Stored data
'''

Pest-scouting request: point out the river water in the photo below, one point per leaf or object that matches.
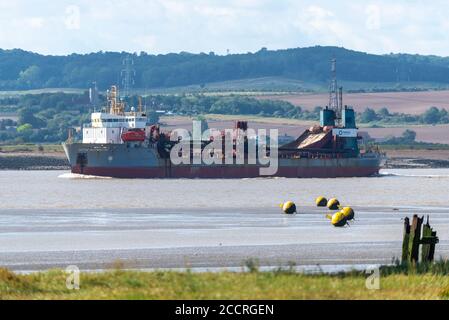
(60, 189)
(53, 219)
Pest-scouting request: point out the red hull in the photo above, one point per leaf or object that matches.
(226, 172)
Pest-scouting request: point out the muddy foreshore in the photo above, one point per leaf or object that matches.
(408, 159)
(33, 161)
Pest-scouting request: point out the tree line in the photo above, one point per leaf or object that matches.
(46, 117)
(21, 70)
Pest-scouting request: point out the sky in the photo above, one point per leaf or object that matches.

'''

» SHORT EXERCISE
Can you transcribe, word for word, the part of the data above that opens with the line containing "Pest-scouting request: point out the muddy" and continues through the final line of the data?

» EXPECTED OUTPUT
Pest-scouting request: point out the muddy foreshore in the photo above, one point per leaf or object that matches.
(408, 159)
(33, 161)
Pest-scouting request: point out the tree line in the photo above, one point per leaf or object that matches.
(46, 117)
(21, 70)
Pest-scouting request: point out the sky in the photo above, one point per leaf or object that matches.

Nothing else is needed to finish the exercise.